Dataset:
%%

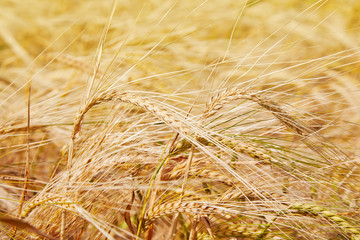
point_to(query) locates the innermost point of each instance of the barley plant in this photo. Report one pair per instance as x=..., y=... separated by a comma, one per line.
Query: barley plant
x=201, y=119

%%
%%

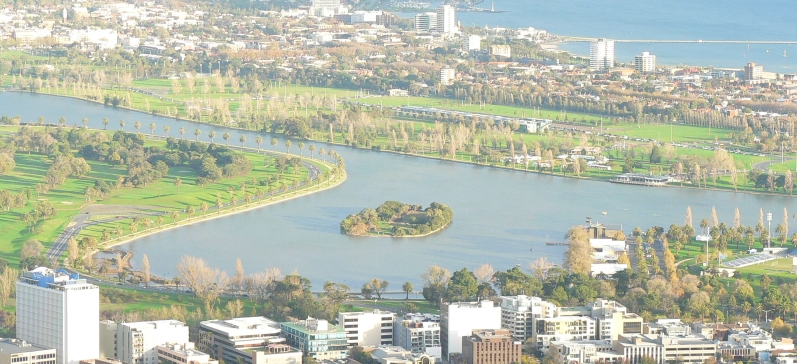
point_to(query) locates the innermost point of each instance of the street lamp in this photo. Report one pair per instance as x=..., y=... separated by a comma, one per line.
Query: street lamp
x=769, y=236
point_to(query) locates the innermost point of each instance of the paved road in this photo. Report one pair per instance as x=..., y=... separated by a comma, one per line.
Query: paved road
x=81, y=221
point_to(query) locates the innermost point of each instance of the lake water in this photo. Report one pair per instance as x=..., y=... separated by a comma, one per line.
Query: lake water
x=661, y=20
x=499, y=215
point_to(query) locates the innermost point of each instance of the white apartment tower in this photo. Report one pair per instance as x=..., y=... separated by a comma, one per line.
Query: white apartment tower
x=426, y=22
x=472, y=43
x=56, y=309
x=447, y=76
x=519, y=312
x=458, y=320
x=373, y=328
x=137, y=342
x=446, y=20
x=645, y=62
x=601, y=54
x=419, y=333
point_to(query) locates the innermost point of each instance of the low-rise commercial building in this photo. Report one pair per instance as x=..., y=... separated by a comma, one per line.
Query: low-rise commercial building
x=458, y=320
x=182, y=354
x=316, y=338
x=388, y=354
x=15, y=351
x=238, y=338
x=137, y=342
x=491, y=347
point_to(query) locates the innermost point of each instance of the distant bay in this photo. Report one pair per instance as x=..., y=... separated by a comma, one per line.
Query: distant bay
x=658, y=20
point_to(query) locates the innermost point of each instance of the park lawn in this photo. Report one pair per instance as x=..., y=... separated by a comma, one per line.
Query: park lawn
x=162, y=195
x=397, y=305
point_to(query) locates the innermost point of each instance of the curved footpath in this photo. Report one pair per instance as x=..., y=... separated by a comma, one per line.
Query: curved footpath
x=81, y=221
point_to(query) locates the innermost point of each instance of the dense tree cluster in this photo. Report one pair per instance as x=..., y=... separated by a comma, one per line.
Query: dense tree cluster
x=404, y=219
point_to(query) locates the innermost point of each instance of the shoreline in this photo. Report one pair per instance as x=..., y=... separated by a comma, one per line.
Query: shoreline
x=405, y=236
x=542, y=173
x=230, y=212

%%

Render the listing as a Markdown table with the columns Row and Line. Begin at the line that has "of the paved" and stop after the line that has "x=499, y=215", numbering each non-blank line in order.

| Row | Line |
|---|---|
| 1 | point_to(query) locates the innermost point of each instance of the paved road in this photo. Report one pair per instance as x=..., y=... separated by a comma, one per line. |
| 2 | Query: paved road |
| 3 | x=81, y=221 |
| 4 | point_to(query) locates the innermost point of each instance of the lake water in this photo. Report one pair per instance as x=..., y=... separated by a comma, one per line. |
| 5 | Query: lake water |
| 6 | x=661, y=20 |
| 7 | x=499, y=215 |